(Location identification entries)

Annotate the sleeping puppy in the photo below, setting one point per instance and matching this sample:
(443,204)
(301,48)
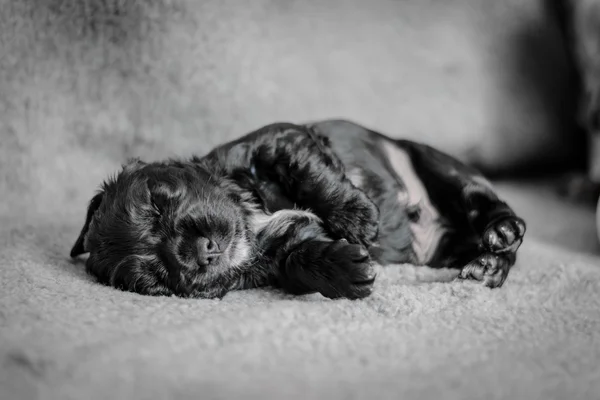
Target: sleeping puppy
(307,208)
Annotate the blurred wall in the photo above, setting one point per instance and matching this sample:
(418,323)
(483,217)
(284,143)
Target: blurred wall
(84,84)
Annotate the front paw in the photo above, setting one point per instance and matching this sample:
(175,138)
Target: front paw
(489,268)
(357,221)
(504,235)
(350,274)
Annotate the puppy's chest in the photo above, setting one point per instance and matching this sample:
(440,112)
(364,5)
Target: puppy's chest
(268,192)
(407,195)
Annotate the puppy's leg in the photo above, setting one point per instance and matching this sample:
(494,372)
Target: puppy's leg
(487,232)
(311,176)
(303,259)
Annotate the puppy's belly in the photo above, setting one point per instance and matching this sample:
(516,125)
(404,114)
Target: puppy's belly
(428,229)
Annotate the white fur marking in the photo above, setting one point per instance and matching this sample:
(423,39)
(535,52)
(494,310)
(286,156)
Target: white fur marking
(278,222)
(356,177)
(428,231)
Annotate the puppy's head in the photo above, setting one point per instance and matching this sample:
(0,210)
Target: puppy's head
(166,228)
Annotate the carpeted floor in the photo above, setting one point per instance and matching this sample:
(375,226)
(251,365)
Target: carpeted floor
(85,84)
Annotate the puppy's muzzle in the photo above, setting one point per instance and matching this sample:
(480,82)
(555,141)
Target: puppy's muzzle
(209,251)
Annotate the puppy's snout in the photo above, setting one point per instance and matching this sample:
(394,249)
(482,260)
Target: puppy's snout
(208,251)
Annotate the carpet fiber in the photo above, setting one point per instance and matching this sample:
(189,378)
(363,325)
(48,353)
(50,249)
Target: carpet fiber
(84,84)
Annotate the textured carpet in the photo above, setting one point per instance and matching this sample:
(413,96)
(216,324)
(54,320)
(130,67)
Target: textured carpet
(85,84)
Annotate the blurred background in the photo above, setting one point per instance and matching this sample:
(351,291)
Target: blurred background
(86,84)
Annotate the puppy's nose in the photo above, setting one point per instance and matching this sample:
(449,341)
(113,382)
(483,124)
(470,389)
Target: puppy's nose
(208,251)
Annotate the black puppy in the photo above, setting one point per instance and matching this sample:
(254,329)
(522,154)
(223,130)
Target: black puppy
(308,208)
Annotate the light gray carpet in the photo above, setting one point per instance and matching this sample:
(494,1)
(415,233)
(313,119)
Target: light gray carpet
(81,90)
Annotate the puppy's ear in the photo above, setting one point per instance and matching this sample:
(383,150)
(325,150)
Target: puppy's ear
(133,164)
(79,246)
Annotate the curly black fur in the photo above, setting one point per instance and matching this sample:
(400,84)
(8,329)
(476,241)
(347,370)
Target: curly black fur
(304,207)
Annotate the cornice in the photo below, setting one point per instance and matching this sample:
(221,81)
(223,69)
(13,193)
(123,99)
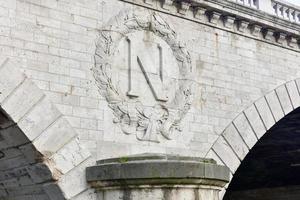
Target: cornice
(232,17)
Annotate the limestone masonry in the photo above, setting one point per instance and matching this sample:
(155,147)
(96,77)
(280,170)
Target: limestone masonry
(187,87)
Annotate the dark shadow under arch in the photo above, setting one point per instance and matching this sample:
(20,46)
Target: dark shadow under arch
(271,170)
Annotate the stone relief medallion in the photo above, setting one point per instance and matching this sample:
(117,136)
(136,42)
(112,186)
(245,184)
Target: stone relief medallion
(144,73)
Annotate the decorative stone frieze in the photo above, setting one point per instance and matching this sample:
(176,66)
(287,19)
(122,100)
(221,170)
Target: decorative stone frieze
(214,17)
(150,2)
(256,30)
(242,25)
(200,14)
(166,4)
(281,37)
(269,34)
(134,116)
(292,42)
(166,177)
(209,12)
(286,11)
(229,22)
(184,7)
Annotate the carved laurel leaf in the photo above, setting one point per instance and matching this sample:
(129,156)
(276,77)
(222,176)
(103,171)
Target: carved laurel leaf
(132,116)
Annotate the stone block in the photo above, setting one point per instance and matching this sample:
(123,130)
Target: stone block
(22,100)
(293,93)
(255,121)
(265,112)
(275,105)
(12,79)
(71,155)
(234,139)
(38,119)
(284,99)
(78,177)
(245,129)
(55,137)
(226,153)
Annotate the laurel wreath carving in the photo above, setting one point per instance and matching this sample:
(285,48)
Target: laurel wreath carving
(133,117)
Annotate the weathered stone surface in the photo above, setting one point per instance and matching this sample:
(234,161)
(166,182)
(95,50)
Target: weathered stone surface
(134,175)
(234,62)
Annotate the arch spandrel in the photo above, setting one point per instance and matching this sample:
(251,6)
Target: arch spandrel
(31,166)
(249,126)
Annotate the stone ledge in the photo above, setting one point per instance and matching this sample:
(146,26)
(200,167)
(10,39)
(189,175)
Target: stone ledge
(233,17)
(151,169)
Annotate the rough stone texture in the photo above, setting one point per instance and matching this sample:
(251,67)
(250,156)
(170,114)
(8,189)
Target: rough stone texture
(38,147)
(157,176)
(53,43)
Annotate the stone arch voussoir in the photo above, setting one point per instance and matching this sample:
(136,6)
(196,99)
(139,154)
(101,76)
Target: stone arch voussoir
(40,154)
(249,126)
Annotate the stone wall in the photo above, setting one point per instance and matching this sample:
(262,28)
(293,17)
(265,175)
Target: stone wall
(54,42)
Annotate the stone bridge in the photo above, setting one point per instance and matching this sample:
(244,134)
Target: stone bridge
(149,100)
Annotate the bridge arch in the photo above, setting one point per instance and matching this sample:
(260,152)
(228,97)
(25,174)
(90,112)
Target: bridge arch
(39,150)
(252,125)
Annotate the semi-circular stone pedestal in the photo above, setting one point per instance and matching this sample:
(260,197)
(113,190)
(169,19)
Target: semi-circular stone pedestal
(157,177)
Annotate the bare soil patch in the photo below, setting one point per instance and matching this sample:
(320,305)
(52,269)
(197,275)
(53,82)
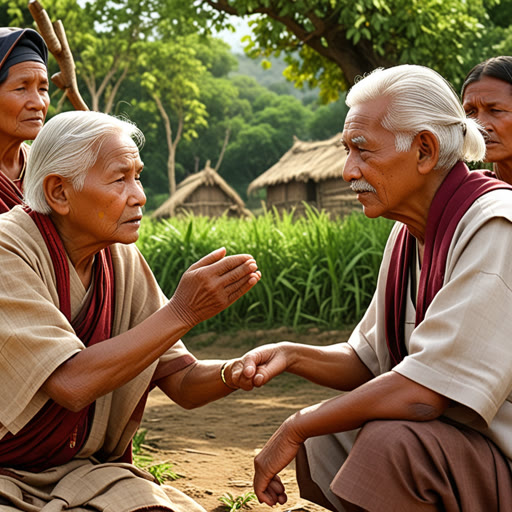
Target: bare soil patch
(213,447)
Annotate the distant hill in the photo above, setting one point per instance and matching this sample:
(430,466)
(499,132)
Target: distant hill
(272,78)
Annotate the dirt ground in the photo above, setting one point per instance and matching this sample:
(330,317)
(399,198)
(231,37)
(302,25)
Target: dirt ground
(212,447)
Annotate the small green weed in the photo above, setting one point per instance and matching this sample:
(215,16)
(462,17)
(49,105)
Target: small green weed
(161,471)
(233,503)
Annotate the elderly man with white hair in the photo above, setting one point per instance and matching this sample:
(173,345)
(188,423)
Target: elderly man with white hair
(85,330)
(425,420)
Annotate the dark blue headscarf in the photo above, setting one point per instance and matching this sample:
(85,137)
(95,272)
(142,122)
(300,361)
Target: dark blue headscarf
(20,45)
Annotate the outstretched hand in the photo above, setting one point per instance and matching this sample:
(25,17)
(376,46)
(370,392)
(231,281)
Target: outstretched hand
(212,284)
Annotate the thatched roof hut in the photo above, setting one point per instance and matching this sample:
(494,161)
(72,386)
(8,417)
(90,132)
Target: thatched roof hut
(310,172)
(205,193)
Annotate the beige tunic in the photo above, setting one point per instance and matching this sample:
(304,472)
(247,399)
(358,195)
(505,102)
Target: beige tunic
(463,347)
(35,338)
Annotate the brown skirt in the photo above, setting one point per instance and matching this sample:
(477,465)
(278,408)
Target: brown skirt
(405,466)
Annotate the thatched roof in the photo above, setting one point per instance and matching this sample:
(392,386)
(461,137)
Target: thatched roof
(207,177)
(305,161)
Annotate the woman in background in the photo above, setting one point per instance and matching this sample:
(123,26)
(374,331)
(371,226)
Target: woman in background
(487,97)
(24,102)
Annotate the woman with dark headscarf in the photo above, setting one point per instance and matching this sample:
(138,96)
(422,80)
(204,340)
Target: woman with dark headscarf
(24,102)
(487,96)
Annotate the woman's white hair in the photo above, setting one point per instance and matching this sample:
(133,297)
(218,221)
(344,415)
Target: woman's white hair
(421,99)
(69,145)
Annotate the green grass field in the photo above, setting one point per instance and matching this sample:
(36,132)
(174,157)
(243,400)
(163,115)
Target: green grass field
(315,271)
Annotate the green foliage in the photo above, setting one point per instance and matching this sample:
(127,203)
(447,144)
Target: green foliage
(233,503)
(328,44)
(315,271)
(162,471)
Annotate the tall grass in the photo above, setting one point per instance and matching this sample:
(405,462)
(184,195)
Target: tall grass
(315,271)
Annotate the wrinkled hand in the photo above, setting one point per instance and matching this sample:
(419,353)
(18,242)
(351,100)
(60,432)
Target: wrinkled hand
(212,284)
(258,366)
(277,453)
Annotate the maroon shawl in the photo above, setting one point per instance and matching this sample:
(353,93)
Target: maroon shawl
(56,434)
(10,194)
(457,193)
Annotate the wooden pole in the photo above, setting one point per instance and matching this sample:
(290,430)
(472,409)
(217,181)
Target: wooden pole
(57,42)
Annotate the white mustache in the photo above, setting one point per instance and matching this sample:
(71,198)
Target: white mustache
(358,186)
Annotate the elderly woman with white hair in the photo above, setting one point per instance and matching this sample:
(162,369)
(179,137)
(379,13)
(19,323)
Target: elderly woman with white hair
(425,420)
(86,331)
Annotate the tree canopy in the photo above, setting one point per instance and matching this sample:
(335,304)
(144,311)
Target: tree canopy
(329,43)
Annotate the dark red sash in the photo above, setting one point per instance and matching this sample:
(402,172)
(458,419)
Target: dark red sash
(56,434)
(457,193)
(10,194)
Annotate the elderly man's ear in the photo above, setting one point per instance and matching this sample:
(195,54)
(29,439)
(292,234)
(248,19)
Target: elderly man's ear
(56,190)
(428,151)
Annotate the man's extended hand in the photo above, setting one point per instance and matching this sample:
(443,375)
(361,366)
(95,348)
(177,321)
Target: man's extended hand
(258,366)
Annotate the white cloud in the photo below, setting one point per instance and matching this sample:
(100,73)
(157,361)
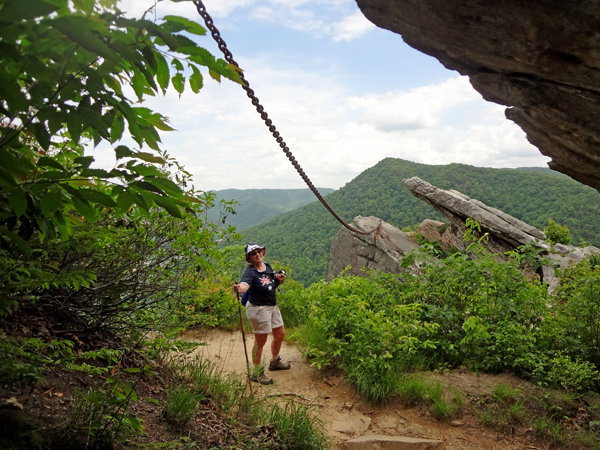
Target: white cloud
(352,26)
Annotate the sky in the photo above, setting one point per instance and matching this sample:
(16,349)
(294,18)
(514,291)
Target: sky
(343,93)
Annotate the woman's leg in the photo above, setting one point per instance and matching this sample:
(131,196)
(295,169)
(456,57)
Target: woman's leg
(260,339)
(278,335)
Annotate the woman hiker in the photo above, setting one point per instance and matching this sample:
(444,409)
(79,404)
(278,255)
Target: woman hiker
(262,310)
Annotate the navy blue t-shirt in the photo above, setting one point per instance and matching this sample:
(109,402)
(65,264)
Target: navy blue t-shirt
(262,285)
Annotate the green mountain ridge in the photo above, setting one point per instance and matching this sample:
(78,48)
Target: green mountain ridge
(302,238)
(259,205)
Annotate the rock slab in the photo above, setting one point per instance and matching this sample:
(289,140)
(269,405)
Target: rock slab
(381,250)
(377,442)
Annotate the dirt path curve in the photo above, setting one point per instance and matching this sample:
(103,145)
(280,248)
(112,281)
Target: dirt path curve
(344,415)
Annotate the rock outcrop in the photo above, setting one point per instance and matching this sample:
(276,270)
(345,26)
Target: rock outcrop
(382,250)
(506,232)
(540,58)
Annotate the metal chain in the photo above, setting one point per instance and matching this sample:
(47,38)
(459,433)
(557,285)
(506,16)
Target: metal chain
(263,114)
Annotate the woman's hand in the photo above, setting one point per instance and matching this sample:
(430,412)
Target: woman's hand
(240,288)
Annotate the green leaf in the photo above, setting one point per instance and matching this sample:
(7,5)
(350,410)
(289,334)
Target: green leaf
(196,80)
(84,161)
(98,197)
(74,125)
(139,84)
(146,171)
(122,152)
(117,128)
(189,26)
(17,240)
(16,11)
(162,72)
(178,82)
(167,204)
(215,75)
(100,173)
(154,119)
(145,186)
(177,64)
(113,83)
(50,202)
(125,200)
(18,201)
(166,185)
(149,157)
(42,135)
(85,209)
(80,30)
(46,161)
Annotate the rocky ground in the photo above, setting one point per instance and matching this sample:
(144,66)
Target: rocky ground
(346,416)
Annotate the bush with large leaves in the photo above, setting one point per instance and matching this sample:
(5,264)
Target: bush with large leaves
(66,70)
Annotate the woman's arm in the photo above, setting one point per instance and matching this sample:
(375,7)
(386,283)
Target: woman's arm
(241,287)
(280,277)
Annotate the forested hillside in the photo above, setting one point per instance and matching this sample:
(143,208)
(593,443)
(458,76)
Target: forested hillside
(302,238)
(258,205)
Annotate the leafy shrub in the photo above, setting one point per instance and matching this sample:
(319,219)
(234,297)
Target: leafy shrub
(576,324)
(564,373)
(297,426)
(104,414)
(181,404)
(557,234)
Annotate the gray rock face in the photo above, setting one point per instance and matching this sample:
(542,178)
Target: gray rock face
(540,58)
(506,232)
(381,250)
(384,249)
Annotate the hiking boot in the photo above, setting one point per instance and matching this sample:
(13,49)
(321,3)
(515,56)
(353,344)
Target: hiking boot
(278,364)
(262,379)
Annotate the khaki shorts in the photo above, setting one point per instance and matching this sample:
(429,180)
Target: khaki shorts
(263,318)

## Your instructions
Using the records above, please retype only the run of lines from the line holding "Annotate the rock outcrop" through the last line, both ends included.

## Result below
Annotate the rock outcrop in the photo above, setting one point per instance and matching this sample:
(276,270)
(345,26)
Target: rock outcrop
(382,250)
(506,232)
(540,58)
Annotate the metal chain in the photo above, setting one point per instance and matching this sample:
(47,38)
(459,433)
(557,285)
(506,16)
Target: metal chain
(263,114)
Annotate the woman's hand in the photo above, setting one point per instance and matching this sample:
(430,412)
Target: woman's hand
(240,288)
Annotate the green leaf in the photo above, setting one point per instance and matching this sample:
(7,5)
(350,410)
(289,334)
Target: green leaf
(196,80)
(84,161)
(98,197)
(74,125)
(139,84)
(146,171)
(122,152)
(117,128)
(189,26)
(17,240)
(16,11)
(162,72)
(178,82)
(167,204)
(215,75)
(100,173)
(154,119)
(145,186)
(177,64)
(113,83)
(50,202)
(125,200)
(18,201)
(166,185)
(149,157)
(42,135)
(85,209)
(80,30)
(46,161)
Annotate the rocky ground in the photo above, setting one point per instance and matching this sample:
(144,66)
Target: rocky ground
(346,416)
Annotate the bush with large leaves in the photo above, setting one point per instance and matching this sample:
(5,264)
Target: bush with large leaves
(66,70)
Annotate the woman's arm in the photo above, setting one point per instance and matching this sample:
(375,7)
(386,283)
Target: woman's arm
(241,287)
(280,277)
Annotate the forested hillside in the photo above, setting one point per instance and matching this sample:
(143,208)
(593,443)
(458,76)
Target: forested hillside
(302,238)
(258,205)
Annotate the leafy shrub in the photo above, setting one point per instance and matching this sample:
(319,219)
(234,297)
Target: leafy shrub
(576,324)
(564,373)
(297,426)
(104,414)
(181,404)
(557,234)
Annotate the gray rock face in the photo above, setting one point per instance and matching this sample:
(542,178)
Target: gray rock face
(540,58)
(506,232)
(381,250)
(384,249)
Annotate the hiking boot in the photo above, setting one point per instance and matching this sample:
(13,49)
(321,3)
(515,56)
(353,344)
Target: hiking boot
(278,364)
(262,379)
Annotate the khaki shorts in the photo above, setting one point per instance and matching this sample:
(429,180)
Target: khaki shorts
(263,318)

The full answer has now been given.